Data listing

=======

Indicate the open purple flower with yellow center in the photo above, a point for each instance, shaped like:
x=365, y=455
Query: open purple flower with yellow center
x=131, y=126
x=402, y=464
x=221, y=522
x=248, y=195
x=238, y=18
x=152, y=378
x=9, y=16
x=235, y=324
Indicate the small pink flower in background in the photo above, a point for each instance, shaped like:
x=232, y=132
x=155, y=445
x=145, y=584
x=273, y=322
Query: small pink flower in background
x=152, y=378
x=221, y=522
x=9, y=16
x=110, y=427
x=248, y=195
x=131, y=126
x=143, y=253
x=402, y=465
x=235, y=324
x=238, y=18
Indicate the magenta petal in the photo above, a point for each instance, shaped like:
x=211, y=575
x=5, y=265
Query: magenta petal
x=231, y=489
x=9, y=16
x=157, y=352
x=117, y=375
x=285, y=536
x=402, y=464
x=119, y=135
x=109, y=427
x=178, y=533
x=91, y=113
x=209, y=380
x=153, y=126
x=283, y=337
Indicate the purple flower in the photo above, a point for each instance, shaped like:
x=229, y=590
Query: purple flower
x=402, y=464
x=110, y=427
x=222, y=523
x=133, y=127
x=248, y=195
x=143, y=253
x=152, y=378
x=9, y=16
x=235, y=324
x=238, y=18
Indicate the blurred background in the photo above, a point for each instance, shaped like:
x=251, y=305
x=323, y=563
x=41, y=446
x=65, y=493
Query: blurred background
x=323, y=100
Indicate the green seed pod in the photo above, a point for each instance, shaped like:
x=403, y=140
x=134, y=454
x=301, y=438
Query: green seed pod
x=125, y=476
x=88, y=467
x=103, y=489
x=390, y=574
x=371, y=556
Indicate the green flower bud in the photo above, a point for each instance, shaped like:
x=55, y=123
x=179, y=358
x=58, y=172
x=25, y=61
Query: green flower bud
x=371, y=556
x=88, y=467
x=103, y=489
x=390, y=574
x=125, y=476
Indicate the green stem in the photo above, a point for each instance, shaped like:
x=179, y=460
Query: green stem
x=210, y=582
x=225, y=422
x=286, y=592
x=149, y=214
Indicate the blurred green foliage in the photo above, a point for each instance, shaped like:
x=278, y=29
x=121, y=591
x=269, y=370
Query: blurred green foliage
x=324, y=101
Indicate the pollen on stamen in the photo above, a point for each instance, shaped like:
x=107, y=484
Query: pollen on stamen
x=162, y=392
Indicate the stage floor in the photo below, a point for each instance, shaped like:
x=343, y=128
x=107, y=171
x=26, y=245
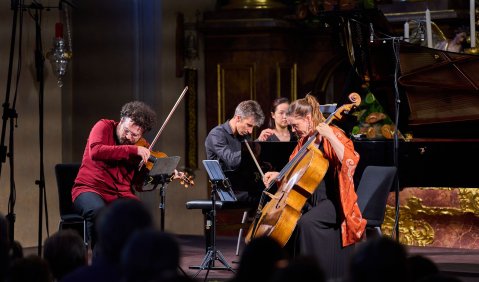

=======

Extract every line of the material above verbatim, and omit the pictures from the answer.

Indicate the open purple flower with yellow center in the photo above, a point for each instance, shaped like:
x=365, y=455
Query: open purple flower with yellow center
x=131, y=126
x=402, y=464
x=221, y=522
x=248, y=195
x=238, y=18
x=152, y=378
x=9, y=16
x=235, y=324
Indicate the small pink flower in background in the photo above, a point for each instance, shaped like:
x=232, y=132
x=155, y=445
x=145, y=584
x=273, y=322
Query: small pink flower in background
x=152, y=378
x=221, y=522
x=9, y=16
x=110, y=427
x=248, y=195
x=131, y=126
x=143, y=253
x=402, y=465
x=235, y=324
x=238, y=18
Indicate the magenta petal in the photo above, a point for each instance, shaped like:
x=211, y=575
x=5, y=265
Query: magenta petal
x=231, y=489
x=9, y=16
x=157, y=352
x=117, y=375
x=285, y=536
x=402, y=464
x=119, y=135
x=109, y=427
x=178, y=533
x=91, y=113
x=209, y=380
x=153, y=126
x=283, y=337
Indicate the purple flower in the photo above, a point for each instance, shaped like:
x=229, y=590
Query: purple flower
x=402, y=464
x=110, y=427
x=222, y=523
x=133, y=127
x=248, y=195
x=143, y=253
x=152, y=378
x=9, y=16
x=235, y=324
x=238, y=18
Indicate the blurred background in the photo above, a point for each instance, shaped like:
x=251, y=305
x=323, y=563
x=41, y=446
x=65, y=493
Query: blurred background
x=323, y=100
Indicate the green seed pod in the photo above, a point for each instance, shaped like:
x=403, y=140
x=134, y=454
x=301, y=438
Query: green seed pod
x=125, y=476
x=88, y=467
x=103, y=489
x=390, y=574
x=371, y=556
Indicate the green flower bud in the photo above, a point for each instance, shaped like:
x=55, y=123
x=179, y=358
x=58, y=172
x=25, y=61
Query: green flower bud
x=371, y=556
x=88, y=467
x=103, y=489
x=390, y=574
x=125, y=476
Indicate the green stem in the photo above, a point for each instance, shaped like:
x=179, y=460
Query: green stem
x=210, y=582
x=225, y=422
x=286, y=592
x=149, y=214
Indicate the blurred green foliage in the photo above, a point for each instance, shaped like:
x=278, y=29
x=121, y=591
x=269, y=370
Query: blurred green foliage
x=324, y=101
Indicate the pollen on stamen in the photo above, a point for each instance, shaped like:
x=107, y=484
Query: pollen on stamen
x=162, y=392
Indicate the stage floor in the photo below, a point for each instance, shaped like:
x=343, y=128
x=107, y=171
x=26, y=245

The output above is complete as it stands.